# PASSAGE CITÉ
**********
En effet, les revendications exprimées par la population, pendant les premiers mois qui ont suivi la chute de la dictature, tournaient autour de la lutte contre la corruption dans l'administration publique, le jugement des grands criminels et la récupération des deniers publics volés par Duvalier, ses ministres et les «macoutes», puis les élections libres organisées par une institution indépendante du gouvernement provisoire ou de l'armée. Toutes ces revendications semblent se fonder sur la perception du «macoutisme
5 » comme l'expression même du duvaliérisme et comme l'obstacle principal à l'établissement d'un Etat démocratique de droit en Haïti. Or, le gouvernement provisoire va s'attacher à éroder peu à peu cette perception pour établir un type de démocratie dans lequel duvaliéristes et «macoutes» conservent encore un rôle prééminent et, dans tous les cas, leur position traditionnelle. Pour réaliser cet objectif, le gouvernement devra à la fois gagner à sa cause les leaders des partis politiques de retour au pays au cours de l'année 1986, et maîtriser le mouvement populaire anti-duvaliériste qui a eu comme canal d'expression l'église catholique de 1980 à 1986. Mais les difficultés sont abruptes. Et sont de deux ordres : d'abord toute la presse ne cesse de donner la parole à tous les mouvements démocratiques, partis et organisations populaires, ensuite, la hiérarchie de l'église Catholique est impuissante
6 à contenir les masses catholiques des milieux populaires, qui jusqu'à présent à travers l'église prétendaient poursuivre la lutte contre les anciens «macoutes», et initier le procès télévisé de quelques grands criminels et bourreaux notoires.
**********
# CONSIGNE
Retapez en entier, sans rien y changer, le passage sur les revendications populaires en Haïti après la chute de Duvalier.

Enregistrements du jeu de données sur l'emplacement d'objets
**********
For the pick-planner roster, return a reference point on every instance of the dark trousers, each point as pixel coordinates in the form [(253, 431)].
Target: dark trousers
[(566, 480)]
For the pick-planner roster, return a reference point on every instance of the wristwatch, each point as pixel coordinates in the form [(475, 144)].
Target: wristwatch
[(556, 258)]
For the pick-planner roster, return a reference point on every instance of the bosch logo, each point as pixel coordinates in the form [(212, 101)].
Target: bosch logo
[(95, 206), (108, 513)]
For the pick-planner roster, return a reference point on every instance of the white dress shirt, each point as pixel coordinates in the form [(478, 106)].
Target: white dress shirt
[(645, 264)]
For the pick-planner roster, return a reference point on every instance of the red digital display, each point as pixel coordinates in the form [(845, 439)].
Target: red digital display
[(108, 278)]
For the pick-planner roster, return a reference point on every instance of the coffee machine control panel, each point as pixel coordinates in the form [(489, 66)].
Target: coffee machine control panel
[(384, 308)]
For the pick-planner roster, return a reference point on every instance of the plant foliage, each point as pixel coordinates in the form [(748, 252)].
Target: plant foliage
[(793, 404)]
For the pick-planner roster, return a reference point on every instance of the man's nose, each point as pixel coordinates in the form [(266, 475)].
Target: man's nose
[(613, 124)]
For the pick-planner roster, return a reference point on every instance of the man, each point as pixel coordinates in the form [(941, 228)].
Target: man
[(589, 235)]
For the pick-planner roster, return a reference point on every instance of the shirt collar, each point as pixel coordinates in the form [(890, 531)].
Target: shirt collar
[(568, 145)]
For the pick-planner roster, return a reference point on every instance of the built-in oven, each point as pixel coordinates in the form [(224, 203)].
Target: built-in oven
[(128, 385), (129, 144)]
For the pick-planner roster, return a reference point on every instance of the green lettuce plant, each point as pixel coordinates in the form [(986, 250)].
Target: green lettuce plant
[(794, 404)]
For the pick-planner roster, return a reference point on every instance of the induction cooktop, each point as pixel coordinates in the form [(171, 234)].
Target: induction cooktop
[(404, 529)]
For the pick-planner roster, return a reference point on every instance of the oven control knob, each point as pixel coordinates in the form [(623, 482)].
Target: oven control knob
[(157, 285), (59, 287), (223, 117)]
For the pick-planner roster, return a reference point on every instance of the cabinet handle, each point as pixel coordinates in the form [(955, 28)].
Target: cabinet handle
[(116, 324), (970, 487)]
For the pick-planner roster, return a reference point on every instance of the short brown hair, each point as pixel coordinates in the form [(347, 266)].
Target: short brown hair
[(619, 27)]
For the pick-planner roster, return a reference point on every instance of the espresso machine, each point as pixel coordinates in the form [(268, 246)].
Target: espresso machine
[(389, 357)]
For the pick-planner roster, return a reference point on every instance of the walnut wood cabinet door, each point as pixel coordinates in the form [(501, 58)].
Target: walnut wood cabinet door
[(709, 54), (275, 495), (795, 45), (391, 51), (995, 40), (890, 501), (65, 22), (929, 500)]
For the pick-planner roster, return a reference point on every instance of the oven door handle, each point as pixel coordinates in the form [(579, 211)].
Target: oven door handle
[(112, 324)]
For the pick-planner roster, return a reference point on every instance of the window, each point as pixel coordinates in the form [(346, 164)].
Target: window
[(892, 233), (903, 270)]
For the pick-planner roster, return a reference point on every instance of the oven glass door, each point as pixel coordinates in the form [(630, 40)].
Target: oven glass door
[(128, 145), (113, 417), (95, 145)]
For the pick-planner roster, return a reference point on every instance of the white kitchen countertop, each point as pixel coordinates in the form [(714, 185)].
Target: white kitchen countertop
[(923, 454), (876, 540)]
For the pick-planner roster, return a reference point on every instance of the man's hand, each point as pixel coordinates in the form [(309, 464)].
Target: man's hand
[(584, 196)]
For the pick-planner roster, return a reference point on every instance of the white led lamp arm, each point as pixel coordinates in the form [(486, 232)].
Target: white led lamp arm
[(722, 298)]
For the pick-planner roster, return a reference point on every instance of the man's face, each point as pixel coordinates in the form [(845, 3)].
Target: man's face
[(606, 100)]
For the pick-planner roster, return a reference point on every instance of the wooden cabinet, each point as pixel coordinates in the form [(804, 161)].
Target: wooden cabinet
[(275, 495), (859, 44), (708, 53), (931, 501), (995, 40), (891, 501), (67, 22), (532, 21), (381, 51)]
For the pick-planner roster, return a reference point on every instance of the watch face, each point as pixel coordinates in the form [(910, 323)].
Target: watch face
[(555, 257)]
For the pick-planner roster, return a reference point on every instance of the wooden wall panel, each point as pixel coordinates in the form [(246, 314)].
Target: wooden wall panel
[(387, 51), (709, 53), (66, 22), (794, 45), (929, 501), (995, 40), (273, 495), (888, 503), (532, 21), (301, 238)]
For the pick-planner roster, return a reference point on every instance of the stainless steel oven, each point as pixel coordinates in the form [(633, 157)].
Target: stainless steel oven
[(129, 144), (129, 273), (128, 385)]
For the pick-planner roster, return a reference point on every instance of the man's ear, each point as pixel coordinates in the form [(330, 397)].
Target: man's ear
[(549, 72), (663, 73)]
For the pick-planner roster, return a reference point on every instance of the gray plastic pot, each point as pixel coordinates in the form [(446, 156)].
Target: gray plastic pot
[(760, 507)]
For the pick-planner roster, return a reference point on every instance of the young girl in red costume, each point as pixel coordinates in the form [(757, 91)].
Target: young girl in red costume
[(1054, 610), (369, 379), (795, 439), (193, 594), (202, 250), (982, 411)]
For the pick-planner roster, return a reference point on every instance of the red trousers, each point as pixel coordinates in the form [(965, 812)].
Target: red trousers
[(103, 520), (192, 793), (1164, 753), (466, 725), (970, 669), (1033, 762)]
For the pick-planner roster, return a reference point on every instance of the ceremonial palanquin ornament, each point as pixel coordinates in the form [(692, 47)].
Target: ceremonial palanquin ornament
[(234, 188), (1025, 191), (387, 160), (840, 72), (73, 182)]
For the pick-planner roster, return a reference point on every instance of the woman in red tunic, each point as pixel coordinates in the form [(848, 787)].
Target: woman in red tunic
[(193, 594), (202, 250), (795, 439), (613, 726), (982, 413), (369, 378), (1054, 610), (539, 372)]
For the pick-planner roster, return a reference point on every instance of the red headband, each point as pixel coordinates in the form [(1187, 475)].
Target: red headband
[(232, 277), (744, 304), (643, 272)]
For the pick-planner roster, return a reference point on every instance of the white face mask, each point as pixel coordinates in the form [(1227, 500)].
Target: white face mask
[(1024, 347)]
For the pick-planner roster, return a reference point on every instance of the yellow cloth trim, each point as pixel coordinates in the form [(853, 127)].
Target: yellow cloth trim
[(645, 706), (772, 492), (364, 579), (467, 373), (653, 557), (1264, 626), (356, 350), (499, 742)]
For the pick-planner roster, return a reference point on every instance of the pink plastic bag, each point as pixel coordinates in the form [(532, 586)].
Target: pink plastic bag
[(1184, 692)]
**********
# CORRIGÉ
En effet, les revendications exprimées par la population, pendant les premiers mois qui ont suivi la chute de la dictature, tournaient autour de la lutte contre la corruption dans l'administration publique, le jugement des grands criminels et la récupération des deniers publics volés par Duvalier, ses ministres et les «macoutes», puis les élections libres organisées par une institution indépendante du gouvernement provisoire ou de l'armée. Toutes ces revendications semblent se fonder sur la perception du «macoutisme
5 » comme l'expression même du duvaliérisme et comme l'obstacle principal à l'établissement d'un Etat démocratique de droit en Haïti. Or, le gouvernement provisoire va s'attacher à éroder peu à peu cette perception pour établir un type de démocratie dans lequel duvaliéristes et «macoutes» conservent encore un rôle prééminent et, dans tous les cas, leur position traditionnelle. Pour réaliser cet objectif, le gouvernement devra à la fois gagner à sa cause les leaders des partis politiques de retour au pays au cours de l'année 1986, et maîtriser le mouvement populaire anti-duvaliériste qui a eu comme canal d'expression l'église catholique de 1980 à 1986. Mais les difficultés sont abruptes. Et sont de deux ordres : d'abord toute la presse ne cesse de donner la parole à tous les mouvements démocratiques, partis et organisations populaires, ensuite, la hiérarchie de l'église Catholique est impuissante
6 à contenir les masses catholiques des milieux populaires, qui jusqu'à présent à travers l'église prétendaient poursuivre la lutte contre les anciens «macoutes», et initier le procès télévisé de quelques grands criminels et bourreaux notoires.